METHODS: We collected data on children 1 to 59 months of age at three hospitals in Botswana. Hib vaccine and PCV-13 were introduced in Botswana in November 2010 and July 2012, respectively. We compared pneumonia hospitalizations and deaths pre-vaccine (January 2009 to October 2010) to post-vaccine (January 2013 to December 2017) using seasonally-adjusted interrupted time-series analyses.
FINDINGS: We identified 6943 pneumonia hospitalizations and 201 pneumonia deaths. In the pre-vaccine period, pneumonia hospitalizations and deaths increased by 24% (rate: 1.24; 95% CI: 0.94, 1.64) and 59% (rate: 1.59; 95% CI: 0.87, 2.90) per year, respectively. Vaccine introduction was associated with a 48% (95% CI: 29%, 62%) decrease in the number of pneumonia hospitalizations and a 50% (95% CI: 1%, 75%) decrease in the number of pneumonia deaths between the end of the pre-vaccine period (October 2010) and the beginning of the post-vaccine period (January 2013). During the post-vaccine period, pneumonia hospitalizations and deaths declined by 6% (rate 0.94; 95% CI: 0.89, 0.99) and 22% (rate: 0.78; 95% CI: 0.67, 0.92) per year, respectively.

☆ ☆ ☆ ☆

[PROMPT A] Retype the study summary from "FINDINGS: We identified" to "0.92) per year, respectively.".
[PROMPT B]
Answer these questions using the study summary:
(i) In what month and year was PCV-13 introduced in Botswana?
(ii) How many pneumonia deaths were identified?
(iii) By what percentage per year did pneumonia deaths decline during the post-vaccine period?
The lines that follow have no connection to the study summary.

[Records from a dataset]
☆ ☆ ☆ ☆

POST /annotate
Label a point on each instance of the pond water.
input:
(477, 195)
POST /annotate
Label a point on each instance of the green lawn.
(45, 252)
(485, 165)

☆ ☆ ☆ ☆

[OUTPUT A]
FINDINGS: We identified 6943 pneumonia hospitalizations and 201 pneumonia deaths. In the pre-vaccine period, pneumonia hospitalizations and deaths increased by 24% (rate: 1.24; 95% CI: 0.94, 1.64) and 59% (rate: 1.59; 95% CI: 0.87, 2.90) per year, respectively. Vaccine introduction was associated with a 48% (95% CI: 29%, 62%) decrease in the number of pneumonia hospitalizations and a 50% (95% CI: 1%, 75%) decrease in the number of pneumonia deaths between the end of the pre-vaccine period (October 2010) and the beginning of the post-vaccine period (January 2013). During the post-vaccine period, pneumonia hospitalizations and deaths declined by 6% (rate 0.94; 95% CI: 0.89, 0.99) and 22% (rate: 0.78; 95% CI: 0.67, 0.92) per year, respectively.

[OUTPUT B]
(i) July 2012
(ii) 201
(iii) 22%